**OPDRACHTEN**.
A – Wat is volgens het tekstfragment over Waregem Koerse in de galoprennen verboden voor de paarden?
B – Kloppen deze uitspraken met het tekstfragment over Waregem Koerse? Antwoord per uitspraak met ja of nee en citeer letterlijk de woorden uit de tekst die de doorslag geven.
(i) In sommige steeple-chases waren er zelfs 25 deelnemers.
(ii) De dierenartsen controleren de deelnemers op de dag van de koers zelf.
(iii) Over het verbod op oogkleppen wordt nog altijd geklaagd.
C – Ga verder met het tekstfragment over Waregem Koerse en begin na de laatste zin.

**TEKSTFRAGMENT**.
En hoe veranderde de organisatie van Waregem Koerse?
“Het is belangrijk dat de stad Waregem achter het evenement staat en dat er een goede verstandhouding is tussen ons beiden. Het aspect veiligheid is immers iets waarbij we moeten samenwerken met elkaar. De veiligheid naast de renbaan, maar ook op de renbaan.
In het begin van de jaren ’90 kregen we heel veel paarden aan de start. In sommige steeple-chases waren er zelfs 25 deelnemers. Dit bracht incidenten met zich mee. Vandaar dat we de aandacht voor de veiligheid voor de paarden en jockeys hebben laten primeren. Met Gaia konden we op een positieve manier in gesprek gaan. Dit had als gevolg dat we enorme aandacht hebben voor de bouw en de veiligheid van elke hindernis. Er is ook een verstrenging doorgevoerd bij de inschrijvingsvoorwaarden voor de deelnemers. Enkel paarden die al gewonnen hadden en jockeys met veel ervaring mogen aan de start verschijnen. De deelnemers worden de dag voordien ook gecontroleerd door verschillende dierenartsen. Als er twijfel zou zijn in verband met hun fysieke paraatheid, dan mogen ze niet starten. We waren hiermee de eerste in Europa die dit zo uitvoerden. Waregem mag trots zijn op het feit dat we dit in het kader van de veiligheid voor paard en jockey doen. Soms moet je hierbij ook eens een beslissing nemen die in eerste instantie op kritiek stuit. Zo beslisten we enkele jaren geleden dat het in de galoprennen voor de paarden verboden is om te lopen met oogkleppen. Paarden die dit dragen zijn, als ze in vrijheid rondlopen, moeilijker terug te pakken. We zijn nu enkele jaren verder en je hoort niemand meer hierover klagen. Al deze maatregelen leiden ertoe dat we niet meer met folklore bezig zijn, maar dat we professionele toprennen aanbieden.”

**AANGELEVERDE GEGEVENS**.

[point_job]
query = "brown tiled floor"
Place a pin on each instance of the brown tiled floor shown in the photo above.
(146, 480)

**ANTWOORDEN PER OPDRACHT**.
A – Lopen met oogkleppen.

B –
(i) Ja: "In sommige steeple-chases waren er zelfs 25 deelnemers."
(ii) Nee: "De deelnemers worden de dag voordien ook gecontroleerd door verschillende dierenartsen."
(iii) Nee: "We zijn nu enkele jaren verder en je hoort niemand meer hierover klagen."

C –
Ook de hippodroom veranderde volledig tijdens de voorbije 50 jaar?
“Het is belangrijk dat als we een topevenement aanbieden ook de faciliteiten top zijn. Het bouwen van de nieuwe tribune en het nieuwe stalterrein zijn daar de mooiste voorbeelden van. Iedereen heeft zijn best gedaan om het uitzicht van de renbaan mooier te maken. Het was een trage, maar constante evolutie, met vele betrokken partijen zoals de koersmaatschappij, de stad Waregem, de eigenaars van paarden, Sport Vlaanderen… Allen deden hun bijdrage om tot een resultaat te komen dat gezien mag worden.”
Zo evolueerde het internationale aanzien van Waregem mee?
“Er is natuurlijk altijd al de link geweest met Frankrijk, maar onze deelname aan de Crystal Cup (Europees circuit van elf internationale steeple-chase cross-country- rennen) draagt toch bij tot de internationalisering en de naambekendheid van Waregem. Als je in Auteuil, de Parijse toprenbaan, de wegwijzer ziet staan die naar Waregem wijst dan is dit toch heel sympathiek. Iedereen kent Waregem in de Europese paardenmiddens. Gelukkig is de stad zich hiervan bewust en we kunnen en mogen daar allemaal trots op zijn. In 2023 is de Grote Steeple- Chase van Vlaanderen trouwens de openingsren van het nieuwe Crystal Cup-seizoen ’23-’24.”
Opmerkelijk in de geschiedenis van Waregem Koerse is dat het evenement floreerde in een periode dat het moeilijk ging met de Belgische paardenrennen en dat de Brusselse hippodrooms zelfs verdwenen.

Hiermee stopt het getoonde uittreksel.